* Task instructions *
The answer must reproduce all of the data below exactly and contain no images.

* Working data *
= = = = = = =

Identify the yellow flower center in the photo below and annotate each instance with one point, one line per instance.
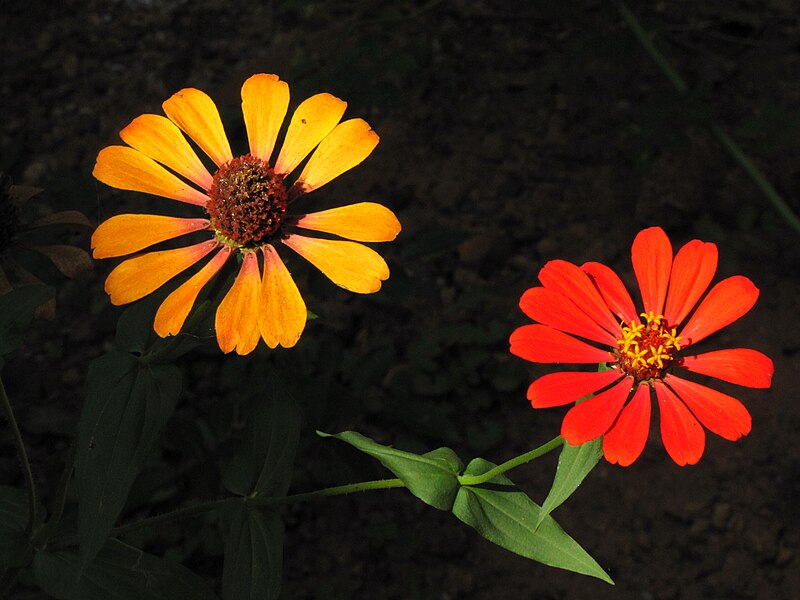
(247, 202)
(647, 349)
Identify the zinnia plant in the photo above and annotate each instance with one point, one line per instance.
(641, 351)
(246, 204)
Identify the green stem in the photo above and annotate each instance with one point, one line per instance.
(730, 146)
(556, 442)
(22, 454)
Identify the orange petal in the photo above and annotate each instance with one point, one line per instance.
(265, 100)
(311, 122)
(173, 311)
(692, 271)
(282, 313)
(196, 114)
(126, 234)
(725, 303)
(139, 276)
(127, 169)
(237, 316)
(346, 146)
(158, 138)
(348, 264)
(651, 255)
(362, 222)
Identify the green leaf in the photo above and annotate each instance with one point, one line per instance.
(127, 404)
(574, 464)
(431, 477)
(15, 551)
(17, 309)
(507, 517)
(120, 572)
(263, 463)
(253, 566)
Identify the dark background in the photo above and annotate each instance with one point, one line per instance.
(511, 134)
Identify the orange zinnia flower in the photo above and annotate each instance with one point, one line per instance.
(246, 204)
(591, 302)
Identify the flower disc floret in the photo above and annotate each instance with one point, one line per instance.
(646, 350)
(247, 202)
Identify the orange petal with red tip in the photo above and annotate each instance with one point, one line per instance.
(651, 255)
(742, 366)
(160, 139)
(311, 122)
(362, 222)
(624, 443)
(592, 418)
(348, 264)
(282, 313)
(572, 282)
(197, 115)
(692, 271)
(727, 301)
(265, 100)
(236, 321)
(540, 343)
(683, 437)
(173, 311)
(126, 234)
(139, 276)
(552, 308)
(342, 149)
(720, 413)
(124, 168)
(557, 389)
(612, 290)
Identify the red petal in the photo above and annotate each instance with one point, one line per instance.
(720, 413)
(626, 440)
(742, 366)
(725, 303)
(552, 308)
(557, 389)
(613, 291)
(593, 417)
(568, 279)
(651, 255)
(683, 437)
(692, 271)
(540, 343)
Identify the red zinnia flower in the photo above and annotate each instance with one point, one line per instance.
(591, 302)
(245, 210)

= = = = = = =

* Written solution *
Identify the yellow flower center in the photo below and annotate each instance with one point, one line per instance.
(247, 202)
(647, 349)
Identify the zinnia plant in the photo above and annotate each instance with one point, one line per instance.
(641, 351)
(246, 204)
Identify the green stem in the photo above and annotate each instance with one point, one line per instance.
(730, 146)
(556, 442)
(22, 454)
Identify the orange petal in the photo above and annotate each instance with one point, one line per instance.
(265, 100)
(311, 122)
(173, 311)
(692, 271)
(282, 313)
(196, 114)
(126, 234)
(725, 303)
(139, 276)
(127, 169)
(237, 316)
(346, 146)
(158, 138)
(348, 264)
(651, 255)
(362, 222)
Identify the green leaf in the photo above and annotate each instance with one point, one line per instance.
(127, 404)
(574, 464)
(431, 477)
(15, 551)
(17, 309)
(507, 517)
(120, 572)
(263, 463)
(253, 566)
Identify the dark background in the photo above and annotate each instance with one point, one line per instance.
(511, 134)
Identify the orange zinnia flower in the photo above and annotate each instance with one point, one line per instance.
(246, 204)
(591, 302)
Identify the flower disc floret in the photo above and annotate each instance with one point, one line per instance.
(646, 350)
(247, 202)
Identify the orange petal with red tip in the photo above and annotate each instance with one point, one line per instance.
(651, 255)
(742, 366)
(160, 139)
(311, 122)
(362, 222)
(624, 443)
(592, 418)
(348, 264)
(282, 313)
(572, 282)
(197, 115)
(692, 271)
(727, 301)
(265, 100)
(236, 321)
(540, 343)
(683, 437)
(173, 311)
(126, 234)
(139, 276)
(552, 308)
(342, 149)
(720, 413)
(124, 168)
(557, 389)
(612, 290)
Identify the red petal in the photo above and annotate each instance with one point, one line per instance.
(720, 413)
(626, 440)
(742, 366)
(725, 303)
(552, 308)
(557, 389)
(613, 291)
(593, 417)
(568, 279)
(651, 255)
(683, 437)
(692, 271)
(540, 343)
Identify the red zinnia flower in the photo above and annotate each instance with one point, one line per instance.
(591, 302)
(245, 210)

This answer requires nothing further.